Rows from a pointing dataset

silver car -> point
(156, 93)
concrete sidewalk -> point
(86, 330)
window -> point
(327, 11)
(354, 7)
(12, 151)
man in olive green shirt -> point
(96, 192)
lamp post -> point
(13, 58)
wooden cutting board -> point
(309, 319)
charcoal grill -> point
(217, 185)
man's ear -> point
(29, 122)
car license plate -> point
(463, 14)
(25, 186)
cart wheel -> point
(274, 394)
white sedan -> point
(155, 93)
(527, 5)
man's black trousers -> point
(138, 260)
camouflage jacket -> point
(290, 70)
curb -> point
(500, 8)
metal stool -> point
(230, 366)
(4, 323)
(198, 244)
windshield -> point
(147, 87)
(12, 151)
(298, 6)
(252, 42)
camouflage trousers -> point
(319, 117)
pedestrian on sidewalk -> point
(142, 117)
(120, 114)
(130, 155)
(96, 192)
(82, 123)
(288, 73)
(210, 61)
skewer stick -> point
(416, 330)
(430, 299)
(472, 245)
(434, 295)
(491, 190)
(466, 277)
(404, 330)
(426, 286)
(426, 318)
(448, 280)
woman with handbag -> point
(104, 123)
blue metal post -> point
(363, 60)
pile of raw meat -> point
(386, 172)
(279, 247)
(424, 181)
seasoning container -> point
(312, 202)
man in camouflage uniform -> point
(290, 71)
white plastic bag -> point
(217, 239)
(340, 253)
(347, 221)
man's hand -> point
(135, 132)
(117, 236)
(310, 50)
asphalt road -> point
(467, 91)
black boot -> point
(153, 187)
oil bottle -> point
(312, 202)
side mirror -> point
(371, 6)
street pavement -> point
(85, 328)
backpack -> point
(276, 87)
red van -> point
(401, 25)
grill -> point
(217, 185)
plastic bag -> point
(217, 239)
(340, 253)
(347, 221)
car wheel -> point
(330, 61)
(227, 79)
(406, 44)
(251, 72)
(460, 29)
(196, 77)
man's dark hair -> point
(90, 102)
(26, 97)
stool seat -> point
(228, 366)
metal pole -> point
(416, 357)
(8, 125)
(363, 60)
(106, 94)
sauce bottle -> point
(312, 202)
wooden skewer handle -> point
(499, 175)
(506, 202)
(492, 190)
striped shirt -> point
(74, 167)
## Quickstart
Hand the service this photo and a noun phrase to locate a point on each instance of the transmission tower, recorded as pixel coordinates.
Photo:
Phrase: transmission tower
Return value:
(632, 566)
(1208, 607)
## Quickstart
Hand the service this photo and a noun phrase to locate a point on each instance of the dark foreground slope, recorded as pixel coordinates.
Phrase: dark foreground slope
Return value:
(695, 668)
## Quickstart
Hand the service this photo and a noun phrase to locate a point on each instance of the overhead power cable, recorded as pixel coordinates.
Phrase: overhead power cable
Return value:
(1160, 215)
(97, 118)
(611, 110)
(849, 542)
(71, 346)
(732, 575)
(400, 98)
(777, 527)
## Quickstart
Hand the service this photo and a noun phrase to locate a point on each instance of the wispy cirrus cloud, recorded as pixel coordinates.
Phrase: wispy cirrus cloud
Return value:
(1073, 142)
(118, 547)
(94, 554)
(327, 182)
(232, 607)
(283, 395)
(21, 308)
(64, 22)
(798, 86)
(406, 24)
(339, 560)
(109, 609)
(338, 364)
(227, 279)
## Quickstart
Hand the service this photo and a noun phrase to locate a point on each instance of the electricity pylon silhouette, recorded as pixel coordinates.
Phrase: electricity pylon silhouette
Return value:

● **Given request**
Give back the whole listing, word for word.

● **Written solution**
silver car -> point
(156, 93)
concrete sidewalk -> point
(86, 330)
window -> point
(327, 11)
(354, 7)
(12, 151)
man in olive green shirt -> point
(96, 192)
lamp post -> point
(13, 58)
wooden cutting board -> point
(309, 319)
charcoal grill -> point
(217, 185)
man's ear -> point
(29, 122)
car license plate -> point
(463, 14)
(25, 186)
cart wheel -> point
(274, 394)
white sedan -> point
(155, 93)
(527, 5)
man's black trousers -> point
(138, 260)
camouflage jacket -> point
(290, 70)
curb -> point
(500, 8)
metal stool -> point
(230, 366)
(4, 323)
(198, 244)
windshield -> point
(147, 87)
(12, 151)
(298, 6)
(252, 42)
camouflage trousers -> point
(319, 117)
pedestrian on sidewalk -> point
(142, 117)
(120, 114)
(130, 155)
(96, 192)
(82, 123)
(288, 73)
(210, 61)
skewer stick -> point
(416, 330)
(430, 299)
(472, 245)
(434, 295)
(491, 190)
(466, 277)
(404, 330)
(426, 286)
(426, 318)
(448, 280)
woman with handbag -> point
(104, 123)
blue metal post -> point
(363, 60)
pile of raw meat -> point
(386, 172)
(279, 247)
(424, 181)
seasoning container -> point
(312, 202)
man in camouflage uniform -> point
(290, 71)
white plastic bag -> point
(217, 239)
(340, 253)
(347, 221)
man's hand -> point
(135, 132)
(117, 236)
(310, 50)
asphalt road -> point
(467, 91)
black boot -> point
(153, 187)
oil bottle -> point
(312, 202)
side mirror -> point
(371, 6)
street pavement -> point
(85, 328)
backpack -> point
(276, 87)
red van -> point
(401, 25)
grill -> point
(217, 185)
plastic bag -> point
(217, 239)
(340, 253)
(347, 221)
car wheel -> point
(330, 61)
(227, 79)
(406, 44)
(251, 72)
(460, 29)
(196, 77)
man's dark hair -> point
(90, 102)
(26, 97)
stool seat -> point
(228, 366)
metal pole -> point
(416, 357)
(8, 125)
(363, 60)
(106, 94)
sauce bottle -> point
(312, 202)
wooden skewer handle -> point
(499, 175)
(506, 202)
(492, 190)
striped shirt -> point
(74, 167)
## Quickstart
Hand the service this photo and a noun phrase to locate a point on each instance of the transmission tower, recorded as pixel coordinates.
Photo:
Phrase: transmission tower
Return value:
(632, 566)
(1208, 607)
## Quickstart
Hand the service this photo and a noun phrase to locate a point on each instance of the dark foreground slope, recorded as pixel coordinates.
Phrase: dark foreground slope
Return value:
(695, 668)
## Quickstart
Hand the service this photo and a noun phrase to locate a point on each instance of the overhead power cable, recorded as pixel coordinates.
Phrase: overhead power cable
Return value:
(1160, 215)
(97, 118)
(611, 110)
(849, 542)
(71, 346)
(732, 575)
(400, 98)
(777, 527)
## Quickstart
Hand the service this photo and a noun phrase to locate a point on each instance of the wispy cirrus cloud, recorded as pixel coordinates.
Phrase: wispy cirrus cloud
Return value:
(1073, 142)
(118, 547)
(94, 554)
(327, 182)
(232, 607)
(283, 395)
(21, 308)
(64, 22)
(798, 86)
(406, 24)
(339, 560)
(109, 609)
(338, 364)
(227, 279)
## Quickstart
Hand the service this photo and a noun phrase to locate a point on each instance of the electricity pylon silhouette, recorded as pixel coordinates.
Phrase: electricity pylon silhouette
Return value:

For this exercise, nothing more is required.